## Task to complete
Transcribe the following records exactly, images excluded.

## Exercise material
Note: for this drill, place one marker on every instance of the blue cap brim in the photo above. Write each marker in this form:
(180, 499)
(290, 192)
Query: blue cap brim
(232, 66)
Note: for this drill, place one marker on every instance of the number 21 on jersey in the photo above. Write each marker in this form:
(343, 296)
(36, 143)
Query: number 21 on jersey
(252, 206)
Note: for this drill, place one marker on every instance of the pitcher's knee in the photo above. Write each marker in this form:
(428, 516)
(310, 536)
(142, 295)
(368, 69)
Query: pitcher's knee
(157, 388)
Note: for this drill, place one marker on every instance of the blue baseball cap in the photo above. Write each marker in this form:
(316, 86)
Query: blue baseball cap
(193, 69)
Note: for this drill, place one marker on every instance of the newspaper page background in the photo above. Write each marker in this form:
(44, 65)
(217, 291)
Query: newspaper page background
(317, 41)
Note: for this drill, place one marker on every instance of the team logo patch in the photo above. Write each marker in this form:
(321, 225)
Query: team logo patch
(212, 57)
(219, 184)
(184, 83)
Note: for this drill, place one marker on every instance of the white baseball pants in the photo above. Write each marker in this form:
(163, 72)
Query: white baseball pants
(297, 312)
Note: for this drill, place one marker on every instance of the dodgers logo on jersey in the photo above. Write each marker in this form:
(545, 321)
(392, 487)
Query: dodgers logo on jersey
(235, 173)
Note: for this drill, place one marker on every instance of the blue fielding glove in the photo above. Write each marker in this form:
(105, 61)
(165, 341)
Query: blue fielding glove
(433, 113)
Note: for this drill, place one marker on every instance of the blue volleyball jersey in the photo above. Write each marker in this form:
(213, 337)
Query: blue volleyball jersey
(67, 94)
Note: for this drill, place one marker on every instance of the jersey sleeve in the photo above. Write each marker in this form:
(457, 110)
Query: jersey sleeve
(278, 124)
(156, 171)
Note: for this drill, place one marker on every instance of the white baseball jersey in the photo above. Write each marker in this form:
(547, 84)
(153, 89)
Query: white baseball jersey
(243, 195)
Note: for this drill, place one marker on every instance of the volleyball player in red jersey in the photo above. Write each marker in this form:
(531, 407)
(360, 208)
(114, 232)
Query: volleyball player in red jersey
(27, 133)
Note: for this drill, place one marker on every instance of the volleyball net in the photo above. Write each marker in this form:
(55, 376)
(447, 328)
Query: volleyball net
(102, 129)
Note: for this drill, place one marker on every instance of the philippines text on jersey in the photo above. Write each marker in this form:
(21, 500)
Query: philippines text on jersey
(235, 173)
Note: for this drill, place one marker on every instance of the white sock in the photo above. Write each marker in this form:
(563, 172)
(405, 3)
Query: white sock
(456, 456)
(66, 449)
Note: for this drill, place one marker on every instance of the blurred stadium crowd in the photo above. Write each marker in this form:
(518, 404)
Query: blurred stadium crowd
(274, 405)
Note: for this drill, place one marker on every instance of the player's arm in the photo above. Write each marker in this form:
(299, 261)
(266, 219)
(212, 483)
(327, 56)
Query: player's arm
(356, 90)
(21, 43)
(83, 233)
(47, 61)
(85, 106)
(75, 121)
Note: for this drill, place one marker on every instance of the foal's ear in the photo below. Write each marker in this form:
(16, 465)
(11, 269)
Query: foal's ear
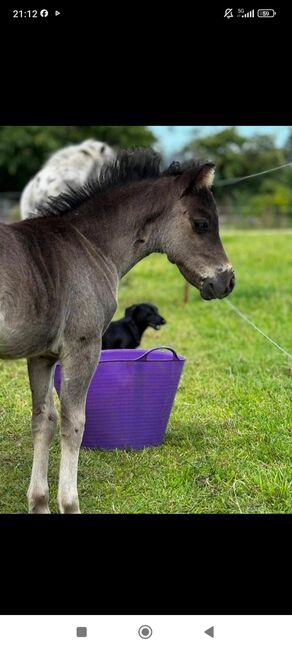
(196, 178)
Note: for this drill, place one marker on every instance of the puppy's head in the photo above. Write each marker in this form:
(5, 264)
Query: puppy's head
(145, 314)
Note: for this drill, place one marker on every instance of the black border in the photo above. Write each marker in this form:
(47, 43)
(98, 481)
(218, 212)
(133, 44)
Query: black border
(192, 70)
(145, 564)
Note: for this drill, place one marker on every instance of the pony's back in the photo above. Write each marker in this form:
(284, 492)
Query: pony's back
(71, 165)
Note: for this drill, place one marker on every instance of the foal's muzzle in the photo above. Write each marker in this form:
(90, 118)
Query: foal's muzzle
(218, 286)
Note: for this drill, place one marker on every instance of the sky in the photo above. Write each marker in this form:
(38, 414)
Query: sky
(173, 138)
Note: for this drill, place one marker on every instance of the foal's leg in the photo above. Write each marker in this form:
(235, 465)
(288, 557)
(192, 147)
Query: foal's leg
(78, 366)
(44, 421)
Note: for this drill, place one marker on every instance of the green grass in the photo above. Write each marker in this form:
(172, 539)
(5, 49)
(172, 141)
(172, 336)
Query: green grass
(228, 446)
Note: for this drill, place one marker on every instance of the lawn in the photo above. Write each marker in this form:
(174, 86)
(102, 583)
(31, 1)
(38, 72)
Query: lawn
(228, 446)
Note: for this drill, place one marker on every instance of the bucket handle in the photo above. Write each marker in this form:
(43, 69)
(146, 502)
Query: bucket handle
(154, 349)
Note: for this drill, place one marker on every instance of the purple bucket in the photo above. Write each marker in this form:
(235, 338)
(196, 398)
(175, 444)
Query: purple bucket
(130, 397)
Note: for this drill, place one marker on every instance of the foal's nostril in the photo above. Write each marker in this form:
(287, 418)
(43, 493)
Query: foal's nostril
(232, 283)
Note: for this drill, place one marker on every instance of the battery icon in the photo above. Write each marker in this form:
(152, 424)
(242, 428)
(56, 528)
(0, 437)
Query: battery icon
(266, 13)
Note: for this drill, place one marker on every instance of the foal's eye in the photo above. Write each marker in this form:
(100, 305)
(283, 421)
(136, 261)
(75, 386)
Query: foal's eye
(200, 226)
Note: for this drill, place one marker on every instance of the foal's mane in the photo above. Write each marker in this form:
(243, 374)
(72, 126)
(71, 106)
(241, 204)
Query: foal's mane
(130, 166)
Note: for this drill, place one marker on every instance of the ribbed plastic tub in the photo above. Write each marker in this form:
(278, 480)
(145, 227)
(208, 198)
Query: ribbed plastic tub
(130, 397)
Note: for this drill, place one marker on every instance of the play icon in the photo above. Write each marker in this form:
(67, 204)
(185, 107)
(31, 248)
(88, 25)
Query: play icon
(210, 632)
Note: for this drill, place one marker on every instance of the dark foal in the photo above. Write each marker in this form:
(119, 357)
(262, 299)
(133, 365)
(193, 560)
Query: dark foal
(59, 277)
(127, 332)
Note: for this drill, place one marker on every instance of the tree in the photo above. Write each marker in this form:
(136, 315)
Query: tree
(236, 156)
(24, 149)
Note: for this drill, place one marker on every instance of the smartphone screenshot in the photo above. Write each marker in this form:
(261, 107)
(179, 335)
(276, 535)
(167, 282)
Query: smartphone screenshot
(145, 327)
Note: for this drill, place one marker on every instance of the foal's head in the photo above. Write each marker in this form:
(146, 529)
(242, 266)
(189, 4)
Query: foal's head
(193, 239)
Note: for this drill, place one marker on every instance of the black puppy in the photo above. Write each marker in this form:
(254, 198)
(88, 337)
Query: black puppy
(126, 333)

## Task answer
Note: for this drill, place one marker on every instance of the blue cap brim in the photo above. Write each marker in this form:
(180, 499)
(290, 192)
Query: blue cap brim
(232, 66)
Note: for this drill, place one marker on every instance of the number 21 on jersey in the photo above. Write each marker in this form:
(343, 296)
(36, 143)
Query: number 21 on jersey
(252, 206)
Note: for this drill, place one marker on every instance of the pitcher's knee in the photo above. Write each marker in this form:
(428, 516)
(310, 536)
(142, 295)
(368, 69)
Query: pitcher's knee
(157, 388)
Note: for this drill, place one marker on every instance of the blue baseball cap in the photo above. Write each marker in this form:
(316, 86)
Query: blue baseball cap
(193, 69)
Note: for this drill, place one marker on every instance of the newspaper page background in the photo above. Write each marker in this form:
(44, 65)
(217, 291)
Query: newspaper page background
(317, 41)
Note: for this drill, place one marker on every instance of the team logo patch in the photo above. Write each marker in this form:
(321, 225)
Query: team logo patch
(212, 57)
(219, 184)
(184, 83)
Note: for this drill, place one marker on every instance of the white baseball pants in the photo above. Write each marker in this form:
(163, 72)
Query: white baseball pants
(297, 312)
Note: for this drill, place one marker on every instance of the dodgers logo on jersey in the photo above. Write each marker in this form:
(545, 321)
(392, 487)
Query: dodgers logo on jersey
(235, 173)
Note: for this drill, place one marker on every instance of the blue fielding glove in the photo above. Write each marker in this form:
(105, 61)
(165, 341)
Query: blue fielding glove
(433, 113)
Note: for this drill, place one marker on every instance of the blue volleyball jersey in the photo above. Write each marker in this form:
(213, 337)
Query: blue volleyball jersey
(67, 94)
Note: for this drill, place one marker on every instance of the jersey sleeve in the photo above. Write each marker in this form:
(457, 110)
Query: jersey sleeve
(278, 124)
(156, 171)
Note: for this drill, place one marker on every instance of the white baseball jersey in the photo above. Write each marker in this form:
(547, 84)
(153, 89)
Query: white baseball jersey
(243, 195)
Note: for this drill, place one marker on every instance of the volleyball player in red jersey in the photo above. Write each marker in this form:
(531, 407)
(360, 208)
(114, 232)
Query: volleyball player in red jersey
(27, 133)
Note: for this drill, place one marker on every instance of the volleyball net in the photo above. Write each marker in this form:
(55, 376)
(447, 328)
Query: volleyball net
(102, 129)
Note: for this drill, place one marker on every instance of the philippines text on jersey in the photo above. Write each marker in this form:
(21, 500)
Query: philippines text on jersey
(235, 173)
Note: for this drill, place one marker on every instance of the white sock in the photo above. Write each marker in this form:
(563, 172)
(405, 3)
Query: white sock
(456, 456)
(66, 449)
Note: for this drill, place one marker on every instance of the blurred stadium crowd in the photo above. Write each marker in this form:
(518, 404)
Query: blurred stadium crowd
(274, 405)
Note: for this drill, place one marker on every instance of the player's arm in the photo above. Write each marker in this form:
(299, 261)
(266, 219)
(212, 483)
(327, 56)
Query: player's arm
(356, 90)
(21, 43)
(83, 233)
(47, 61)
(85, 106)
(75, 121)
Note: for this drill, place one marker on every instance of the foal's ear in the photo below. Write each marker in this form:
(16, 465)
(11, 269)
Query: foal's ear
(196, 178)
Note: for this drill, place one marker on every instance of the puppy's head in the photo above. Write each marker in this form:
(5, 264)
Query: puppy's head
(145, 314)
Note: for this drill, place one marker on every instance of the black border in the photo above. Write each marker in this form:
(47, 43)
(98, 481)
(218, 212)
(133, 44)
Query: black border
(192, 70)
(145, 564)
Note: for this drill, place one marker on every instance of the pony's back in the photo above. Write each marker in this form:
(284, 492)
Query: pony's back
(71, 165)
Note: for this drill, place one marker on every instance of the foal's muzzle in the photo above. Write each marker in this form:
(90, 118)
Query: foal's muzzle
(218, 286)
Note: for this drill, place one marker on every instance of the sky in the photo above. Write each marker in this form:
(38, 414)
Query: sky
(173, 138)
Note: for this drill, place one marker on every instance of the foal's leg in the photo above. Write each marker in this form:
(235, 465)
(288, 557)
(192, 147)
Query: foal's leg
(78, 366)
(44, 421)
Note: for this drill, place one marker on every instance of the green grass in the photo above. Write each marker in this form:
(172, 539)
(5, 49)
(172, 141)
(172, 336)
Query: green grass
(228, 446)
Note: for this drill, place one marker on every instance of the lawn in the photo above. Write each marker in this form:
(174, 86)
(102, 583)
(31, 1)
(38, 72)
Query: lawn
(228, 446)
Note: for this drill, place one marker on every instance of the bucket handle in the photo above. Write each marker in this form:
(43, 69)
(146, 502)
Query: bucket handle
(154, 349)
Note: for this drill, place one marker on every instance of the purple bucket in the photo above. Write each marker in this form:
(235, 338)
(196, 398)
(175, 444)
Query: purple bucket
(130, 397)
Note: for this drill, place one marker on every instance of the foal's nostril in the photo above. Write each marker in this form:
(287, 418)
(43, 493)
Query: foal's nostril
(232, 283)
Note: for this drill, place one marker on every instance of the battery icon in the photo above. Write each marker in this form:
(152, 424)
(242, 428)
(56, 528)
(0, 437)
Query: battery icon
(266, 13)
Note: for this drill, place one marker on every instance of the foal's eye in the photo above. Write each marker in this form:
(100, 305)
(283, 421)
(136, 261)
(75, 386)
Query: foal's eye
(200, 226)
Note: for this drill, place one marker on every instance of the foal's mane in the photo above. Write each marker in this form:
(243, 374)
(72, 126)
(71, 106)
(241, 204)
Query: foal's mane
(130, 166)
Note: for this drill, place one marker on every instance of the ribbed plastic tub in the photo above. Write each marker in this form:
(278, 480)
(145, 227)
(208, 198)
Query: ribbed plastic tub
(130, 397)
Note: for this drill, place one marker on every instance of the play icon in the photo above. Write each marker in this form:
(67, 204)
(185, 107)
(31, 248)
(88, 25)
Query: play icon
(210, 632)
Note: for this drill, place one marker on every instance of the dark foal in the photo above. Write each marker in this form:
(119, 357)
(262, 299)
(133, 365)
(193, 560)
Query: dark foal
(59, 277)
(127, 332)
Note: for this drill, place one marker on every instance of the tree in the photo above. Write each marker in this form:
(136, 315)
Query: tree
(236, 156)
(24, 149)
Note: for this drill, place one marker on every instance of the smartphone screenshot in the photo above. Write each marker in this form:
(261, 107)
(179, 335)
(276, 535)
(167, 282)
Query: smartphone screenshot
(145, 327)
Note: for this drill, place one marker on every instance of the foal's head in the photo above. Write each marker in this form:
(146, 529)
(242, 266)
(189, 4)
Query: foal's head
(193, 239)
Note: for this drill, place one marker on every instance of the black puppy in the photo above. Write each marker in this form:
(254, 198)
(88, 337)
Query: black puppy
(126, 333)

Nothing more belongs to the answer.